## DATA SUPPLIED
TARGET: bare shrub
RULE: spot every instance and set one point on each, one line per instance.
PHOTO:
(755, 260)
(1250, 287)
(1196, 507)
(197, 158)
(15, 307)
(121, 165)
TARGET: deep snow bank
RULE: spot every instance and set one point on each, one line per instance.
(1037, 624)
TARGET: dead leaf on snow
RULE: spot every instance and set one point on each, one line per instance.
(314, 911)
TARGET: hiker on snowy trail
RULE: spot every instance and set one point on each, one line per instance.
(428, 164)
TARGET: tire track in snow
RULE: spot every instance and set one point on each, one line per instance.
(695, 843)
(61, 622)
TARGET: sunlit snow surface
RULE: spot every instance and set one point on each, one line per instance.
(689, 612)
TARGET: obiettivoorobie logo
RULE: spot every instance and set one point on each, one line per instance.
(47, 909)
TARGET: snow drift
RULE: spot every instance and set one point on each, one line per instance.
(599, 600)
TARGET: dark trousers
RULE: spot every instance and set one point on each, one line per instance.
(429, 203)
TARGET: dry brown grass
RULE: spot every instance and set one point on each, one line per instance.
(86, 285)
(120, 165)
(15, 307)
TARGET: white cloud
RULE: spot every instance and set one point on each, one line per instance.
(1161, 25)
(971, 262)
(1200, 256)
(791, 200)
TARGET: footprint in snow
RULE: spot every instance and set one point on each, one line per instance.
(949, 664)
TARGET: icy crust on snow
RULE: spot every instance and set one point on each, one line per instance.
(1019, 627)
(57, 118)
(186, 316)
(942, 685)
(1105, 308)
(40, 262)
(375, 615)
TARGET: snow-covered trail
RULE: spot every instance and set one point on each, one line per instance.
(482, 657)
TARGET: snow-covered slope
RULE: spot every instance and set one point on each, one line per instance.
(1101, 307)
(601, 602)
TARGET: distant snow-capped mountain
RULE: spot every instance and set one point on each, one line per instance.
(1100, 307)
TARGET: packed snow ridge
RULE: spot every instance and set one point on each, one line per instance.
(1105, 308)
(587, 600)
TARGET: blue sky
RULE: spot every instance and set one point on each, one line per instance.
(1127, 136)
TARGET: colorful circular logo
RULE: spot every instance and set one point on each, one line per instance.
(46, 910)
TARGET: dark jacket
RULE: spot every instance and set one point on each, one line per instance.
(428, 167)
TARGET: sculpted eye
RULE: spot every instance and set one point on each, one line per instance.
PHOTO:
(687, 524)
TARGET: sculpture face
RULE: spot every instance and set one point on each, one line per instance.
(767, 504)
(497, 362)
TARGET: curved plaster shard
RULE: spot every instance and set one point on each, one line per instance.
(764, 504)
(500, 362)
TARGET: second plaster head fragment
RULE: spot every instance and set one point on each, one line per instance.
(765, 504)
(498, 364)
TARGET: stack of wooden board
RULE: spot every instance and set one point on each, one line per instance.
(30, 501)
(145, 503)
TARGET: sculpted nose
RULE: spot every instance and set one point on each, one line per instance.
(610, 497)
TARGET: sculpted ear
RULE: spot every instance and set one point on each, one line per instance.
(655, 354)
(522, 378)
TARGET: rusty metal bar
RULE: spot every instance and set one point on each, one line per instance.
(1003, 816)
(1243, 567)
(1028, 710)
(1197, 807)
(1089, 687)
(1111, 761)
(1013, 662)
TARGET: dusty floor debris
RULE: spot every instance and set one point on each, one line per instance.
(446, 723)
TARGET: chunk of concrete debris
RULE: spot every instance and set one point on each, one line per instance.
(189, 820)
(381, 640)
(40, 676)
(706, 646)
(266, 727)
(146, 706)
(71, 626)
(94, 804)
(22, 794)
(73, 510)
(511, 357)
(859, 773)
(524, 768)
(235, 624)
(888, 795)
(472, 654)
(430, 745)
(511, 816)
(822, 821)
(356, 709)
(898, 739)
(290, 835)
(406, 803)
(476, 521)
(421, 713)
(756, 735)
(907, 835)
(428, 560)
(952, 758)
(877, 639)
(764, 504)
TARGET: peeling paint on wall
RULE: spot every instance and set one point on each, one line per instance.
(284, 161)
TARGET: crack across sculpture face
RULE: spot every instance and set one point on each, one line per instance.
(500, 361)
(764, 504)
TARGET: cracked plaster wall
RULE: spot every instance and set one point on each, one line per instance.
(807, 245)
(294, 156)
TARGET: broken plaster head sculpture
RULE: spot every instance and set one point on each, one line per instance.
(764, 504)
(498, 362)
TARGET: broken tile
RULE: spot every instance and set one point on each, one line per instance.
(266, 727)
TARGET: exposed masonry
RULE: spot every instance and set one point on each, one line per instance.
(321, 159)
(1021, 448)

## OBJECTIVE
The required output is the exact sequence of lines from the one containing "TARGET: peeling paint on wall" through the end of the listing, both endpoints included.

## CORRECT RESULT
TARGET: peeling paint on wall
RULE: spot every instance and set one point on each, one line per instance.
(284, 161)
TARGET: crack across sculpture face
RULE: spot every instance and set one point on each, one line per instance.
(500, 361)
(764, 504)
TARGET: cracked plaster wall
RULE: spot every instance and set one point on each, one line per instance.
(807, 245)
(294, 156)
TARGET: broken plaster head sculpture
RULE: spot every instance and set one point on each, one line per instance.
(764, 504)
(498, 362)
TARGET: broken tile
RULE: spot every instance and set one point on each, one line per instance.
(266, 727)
TARGET: exposed masonry
RULE: spot every instance and set one point on each, one line per instance.
(321, 159)
(1021, 448)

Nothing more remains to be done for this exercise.